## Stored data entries
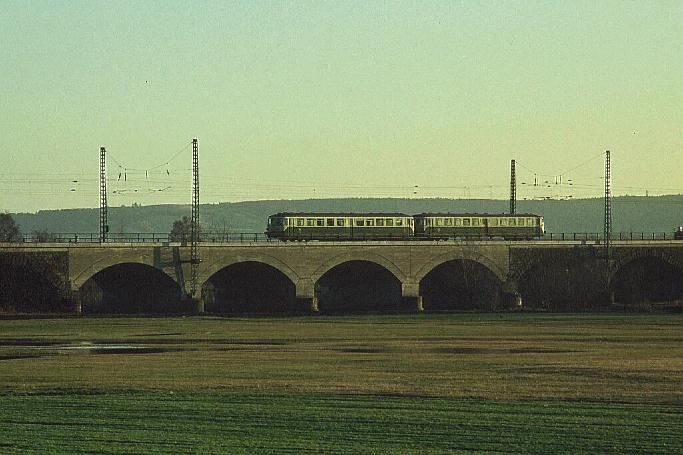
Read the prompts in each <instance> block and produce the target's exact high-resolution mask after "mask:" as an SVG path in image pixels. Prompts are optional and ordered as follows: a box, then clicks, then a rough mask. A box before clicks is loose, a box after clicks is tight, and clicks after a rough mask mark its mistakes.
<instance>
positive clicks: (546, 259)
mask: <svg viewBox="0 0 683 455" xmlns="http://www.w3.org/2000/svg"><path fill="white" fill-rule="evenodd" d="M199 250H200V257H201V262H200V264H199V265H198V292H197V295H194V296H189V297H192V298H193V299H192V300H193V301H194V302H195V304H196V305H197V307H196V308H195V310H196V311H200V312H201V311H203V303H202V295H201V289H203V287H204V285H205V284H206V283H208V282H209V281H210V280H211V278H212V277H213V276H215V275H216V274H217V273H219V272H221V271H223V270H225V269H226V268H229V267H230V266H233V265H236V264H244V263H257V264H264V265H266V266H268V267H269V268H272V269H274V270H276V271H277V272H278V273H279V274H281V275H283V276H284V277H286V279H287V280H289V282H291V284H292V285H293V288H294V292H295V296H296V299H297V302H299V303H298V304H299V305H301V308H309V309H312V310H314V311H315V310H316V309H317V299H318V296H317V292H318V291H317V286H316V285H317V283H318V281H319V280H320V279H321V277H323V276H324V275H325V274H326V273H328V272H329V271H330V270H332V269H334V268H335V267H338V266H340V265H343V264H346V263H349V262H354V261H363V262H365V263H371V264H374V265H376V266H378V267H380V268H382V269H384V270H386V271H387V272H389V273H390V274H391V275H393V277H395V279H396V280H397V281H398V282H399V283H400V290H401V296H402V297H403V298H404V299H405V300H406V301H409V302H411V303H410V305H413V308H414V309H418V310H420V309H422V296H421V290H420V284H421V282H422V281H423V280H424V279H425V277H427V276H428V275H429V274H430V272H432V271H433V270H435V269H436V268H438V267H439V266H441V265H443V264H448V263H451V262H454V261H461V262H466V263H472V264H477V265H478V266H480V267H483V269H484V270H486V271H487V273H488V274H489V275H490V276H492V277H495V280H497V281H498V282H499V283H500V288H501V289H502V292H503V293H505V294H508V295H511V296H517V295H518V294H519V288H520V285H522V284H523V282H524V281H525V280H528V279H529V274H530V273H534V272H533V271H534V270H539V268H541V269H542V268H543V267H544V264H547V265H551V264H552V265H557V264H565V263H566V264H572V263H576V262H577V261H586V260H588V261H591V260H593V261H595V262H596V263H598V262H599V261H600V260H602V262H603V263H605V261H604V248H603V246H602V245H601V244H600V243H599V242H595V241H512V242H511V241H477V242H468V241H438V242H437V241H435V242H427V241H421V242H420V241H391V242H388V241H387V242H379V241H377V242H301V243H282V242H272V243H271V242H255V243H230V244H227V243H222V244H221V243H215V244H201V245H200V247H199ZM3 257H4V258H5V259H7V258H10V257H12V258H22V257H23V258H29V257H30V258H33V259H32V261H33V262H36V260H37V261H38V262H40V261H41V260H40V259H36V258H40V257H45V258H49V261H48V259H45V261H48V262H45V261H43V262H44V264H43V266H42V268H41V270H43V272H41V273H48V274H49V275H50V276H51V278H50V279H51V280H52V281H57V282H59V283H60V287H61V290H62V291H63V293H64V295H65V296H66V297H65V298H68V299H71V300H73V301H74V302H76V301H78V299H79V292H80V291H81V290H82V288H83V286H84V285H85V284H86V283H87V282H88V281H89V280H91V279H92V278H93V277H95V276H97V275H98V274H100V273H102V272H104V271H106V270H108V269H111V268H113V267H117V266H121V265H125V264H134V265H137V266H144V267H145V268H147V269H150V270H152V269H153V270H155V271H156V272H155V273H160V274H163V275H164V276H165V277H167V278H164V279H168V280H172V281H173V282H174V283H175V284H176V285H177V287H178V289H179V291H180V292H181V293H183V294H185V295H187V292H188V290H189V289H190V276H191V265H190V261H189V258H190V249H189V247H187V246H181V245H178V244H161V243H159V244H105V245H100V244H94V245H93V244H0V259H2V258H3ZM55 258H56V259H55ZM642 258H654V259H655V260H657V261H660V262H662V263H664V264H667V265H668V266H671V267H673V269H675V270H677V271H678V273H681V274H682V275H681V278H682V279H683V241H642V240H640V241H615V242H614V243H613V248H612V261H611V264H610V267H609V269H608V268H607V266H606V263H605V267H604V270H610V272H609V273H610V278H612V279H616V277H617V276H618V274H619V272H620V270H621V269H622V268H624V267H626V266H627V265H628V264H630V263H632V262H634V261H638V260H640V259H642ZM4 263H7V260H4V262H0V274H2V273H3V271H2V267H3V265H2V264H4ZM141 285H142V286H144V283H142V284H141ZM197 302H198V303H197Z"/></svg>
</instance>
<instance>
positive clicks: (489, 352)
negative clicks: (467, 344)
mask: <svg viewBox="0 0 683 455" xmlns="http://www.w3.org/2000/svg"><path fill="white" fill-rule="evenodd" d="M434 352H439V353H441V354H505V353H507V352H508V350H507V349H494V348H438V349H434Z"/></svg>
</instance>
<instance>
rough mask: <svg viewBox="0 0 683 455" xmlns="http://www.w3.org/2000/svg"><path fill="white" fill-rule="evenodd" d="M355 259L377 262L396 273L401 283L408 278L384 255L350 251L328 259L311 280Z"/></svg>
mask: <svg viewBox="0 0 683 455" xmlns="http://www.w3.org/2000/svg"><path fill="white" fill-rule="evenodd" d="M355 261H359V262H372V263H374V264H377V265H379V266H381V267H383V268H385V269H386V270H388V271H389V272H390V273H391V274H392V275H394V277H396V279H397V280H398V281H399V282H400V283H404V282H405V281H406V279H407V278H406V275H405V274H404V273H403V271H401V269H400V268H399V267H398V266H397V265H396V264H394V263H393V262H391V261H390V260H389V259H387V258H385V257H384V256H382V255H379V254H376V253H370V252H349V253H342V254H339V255H337V256H334V257H333V258H332V259H330V260H328V261H327V262H325V263H324V264H323V265H321V266H320V267H318V269H317V270H316V271H315V272H313V275H311V281H313V283H315V282H317V281H318V280H320V278H322V276H323V275H325V274H326V273H327V272H329V271H330V270H332V269H333V268H335V267H337V266H339V265H341V264H344V263H345V262H355Z"/></svg>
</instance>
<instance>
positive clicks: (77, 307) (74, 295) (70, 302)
mask: <svg viewBox="0 0 683 455" xmlns="http://www.w3.org/2000/svg"><path fill="white" fill-rule="evenodd" d="M68 301H69V303H70V307H71V313H73V314H75V315H76V316H80V315H81V314H83V304H82V302H81V293H80V291H78V290H71V292H70V293H69V297H68Z"/></svg>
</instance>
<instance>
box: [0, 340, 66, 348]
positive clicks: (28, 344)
mask: <svg viewBox="0 0 683 455" xmlns="http://www.w3.org/2000/svg"><path fill="white" fill-rule="evenodd" d="M60 343H61V342H59V341H50V340H41V339H37V338H5V339H0V346H13V347H19V346H21V347H42V346H55V345H58V344H60Z"/></svg>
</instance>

## Task prompt
Transcribe every record above in full. Pictures stay out of the copy.

## Answer
Read the prompts in each <instance> block and produce the target's exact high-resolution mask after "mask:" as an SVG path in image pixels. Prompts are optional and ordered as follows: a box, then clicks, then a rough mask. A box before clicks is loose, a box after clicks is tight, and clicks after a rough mask mark its mistakes.
<instance>
positive clicks: (546, 259)
mask: <svg viewBox="0 0 683 455" xmlns="http://www.w3.org/2000/svg"><path fill="white" fill-rule="evenodd" d="M199 250H200V257H201V262H200V264H199V265H198V292H197V295H194V296H189V297H192V298H193V299H192V300H193V301H194V302H195V304H196V305H197V307H196V308H195V310H196V311H200V312H201V311H203V303H202V295H201V289H203V287H204V285H205V284H206V283H208V282H209V281H210V280H211V278H212V277H213V276H215V275H216V274H217V273H219V272H221V271H223V270H225V269H226V268H229V267H230V266H233V265H236V264H244V263H257V264H264V265H266V266H268V267H269V268H272V269H274V270H276V271H277V272H278V273H279V274H281V275H283V276H284V277H286V279H287V280H289V282H291V284H292V285H293V288H294V292H295V296H296V299H297V302H299V303H298V304H299V305H301V308H309V309H312V310H314V311H315V310H316V309H317V299H318V296H317V292H318V291H317V286H316V285H317V283H318V281H319V280H320V279H321V277H323V276H324V275H325V274H326V273H328V272H329V271H330V270H332V269H334V268H335V267H338V266H340V265H343V264H346V263H349V262H354V261H363V262H365V263H371V264H374V265H376V266H378V267H380V268H382V269H384V270H386V271H387V272H389V273H390V274H391V275H393V277H395V279H396V280H397V281H398V282H399V283H400V290H401V296H402V297H403V298H404V299H405V300H406V301H409V302H411V303H410V305H413V308H414V309H418V310H420V309H422V296H421V290H420V284H421V282H422V281H423V280H424V279H425V277H427V276H428V275H429V274H430V272H432V271H433V270H435V269H436V268H438V267H439V266H441V265H443V264H448V263H451V262H454V261H461V262H466V263H472V264H477V265H478V266H480V267H483V269H484V270H486V271H487V273H488V274H489V275H490V276H492V277H495V280H497V281H498V282H499V283H500V288H501V289H502V292H503V293H505V294H508V295H511V296H517V295H518V294H519V288H520V285H522V284H523V282H524V281H525V280H528V279H529V274H530V273H534V272H533V271H534V270H539V268H541V269H542V268H543V267H544V264H547V265H551V264H552V265H557V264H565V263H566V264H572V263H576V262H577V261H586V260H588V261H591V260H593V261H595V262H596V263H598V262H599V261H600V260H602V262H603V263H605V261H604V248H603V246H602V245H601V244H600V243H599V242H595V241H512V242H511V241H477V242H468V241H438V242H437V241H435V242H427V241H421V242H420V241H391V242H388V241H387V242H379V241H377V242H301V243H282V242H272V243H271V242H255V243H230V244H227V243H222V244H221V243H215V244H201V245H200V247H199ZM3 257H4V258H5V259H7V258H10V257H12V258H22V257H23V258H29V257H30V258H33V259H32V261H33V262H36V260H37V261H38V262H40V261H41V260H40V259H36V258H40V257H45V258H49V261H48V259H45V261H48V262H45V261H43V262H44V264H43V266H42V268H41V270H43V272H41V273H48V274H49V275H50V276H51V278H50V279H51V280H52V281H57V282H59V283H60V287H61V290H62V291H63V293H64V295H65V296H66V297H65V298H68V299H71V300H73V301H74V302H76V301H78V299H79V292H80V291H81V290H82V288H83V286H84V285H85V284H86V283H87V282H88V281H89V280H91V279H92V278H93V277H95V276H97V275H98V274H100V273H102V272H104V271H106V270H108V269H111V268H113V267H117V266H121V265H125V264H134V265H137V266H144V267H145V268H147V269H150V270H152V269H153V270H155V271H156V272H155V273H160V274H163V275H164V276H165V277H167V278H164V279H168V280H172V281H173V282H174V283H175V284H176V285H177V287H178V289H179V291H180V292H181V293H183V294H185V295H187V292H188V290H189V289H190V276H191V265H190V261H189V258H190V249H189V247H187V246H181V245H178V244H161V243H159V244H105V245H100V244H94V245H93V244H0V259H2V258H3ZM55 258H56V259H55ZM642 258H654V259H655V260H657V261H660V262H662V263H664V264H667V265H668V266H671V267H673V269H675V270H677V271H678V273H681V274H682V275H681V278H682V279H683V241H642V240H640V241H615V242H614V243H613V248H612V261H611V264H610V267H609V269H608V268H607V266H606V263H605V267H604V270H610V272H609V273H610V278H612V279H616V277H617V276H618V274H619V272H620V270H621V269H622V268H624V267H626V266H627V265H628V264H630V263H632V262H634V261H638V260H640V259H642ZM4 263H7V260H4V262H0V274H2V273H3V271H2V267H3V265H2V264H4ZM141 285H142V286H144V283H142V284H141ZM197 302H198V303H197Z"/></svg>
</instance>
<instance>
positive clicks: (489, 352)
negative clicks: (467, 344)
mask: <svg viewBox="0 0 683 455" xmlns="http://www.w3.org/2000/svg"><path fill="white" fill-rule="evenodd" d="M434 352H439V353H441V354H505V353H507V352H508V350H507V349H494V348H438V349H434Z"/></svg>
</instance>
<instance>
rough mask: <svg viewBox="0 0 683 455" xmlns="http://www.w3.org/2000/svg"><path fill="white" fill-rule="evenodd" d="M355 259L377 262L396 273L401 283L408 278L384 255L350 251L328 259L311 280Z"/></svg>
mask: <svg viewBox="0 0 683 455" xmlns="http://www.w3.org/2000/svg"><path fill="white" fill-rule="evenodd" d="M355 261H359V262H372V263H374V264H377V265H379V266H381V267H383V268H385V269H386V270H388V271H389V272H390V273H391V274H392V275H394V277H396V279H397V280H398V281H399V282H400V283H404V282H405V281H406V279H407V278H406V275H405V274H404V273H403V271H401V269H400V268H399V267H398V266H397V265H396V264H394V263H393V262H391V261H390V260H389V259H387V258H385V257H384V256H382V255H379V254H376V253H370V252H349V253H342V254H339V255H337V256H334V257H333V258H332V259H330V260H328V261H327V262H325V263H324V264H323V265H321V266H320V267H318V269H317V270H316V271H315V272H313V275H311V281H313V283H315V282H317V281H318V280H320V278H322V276H323V275H325V274H326V273H327V272H329V271H330V270H332V269H333V268H335V267H337V266H339V265H341V264H344V263H345V262H355Z"/></svg>
</instance>
<instance>
positive clicks: (77, 307) (74, 295) (70, 302)
mask: <svg viewBox="0 0 683 455" xmlns="http://www.w3.org/2000/svg"><path fill="white" fill-rule="evenodd" d="M68 301H69V303H70V307H71V313H73V314H75V315H76V316H80V315H81V314H83V304H82V302H81V293H80V291H78V290H71V292H70V293H69V297H68Z"/></svg>
</instance>
<instance>
box: [0, 340, 66, 348]
positive clicks: (28, 344)
mask: <svg viewBox="0 0 683 455" xmlns="http://www.w3.org/2000/svg"><path fill="white" fill-rule="evenodd" d="M60 343H61V342H59V341H50V340H41V339H37V338H5V339H0V346H13V347H19V346H21V347H42V346H55V345H58V344H60Z"/></svg>
</instance>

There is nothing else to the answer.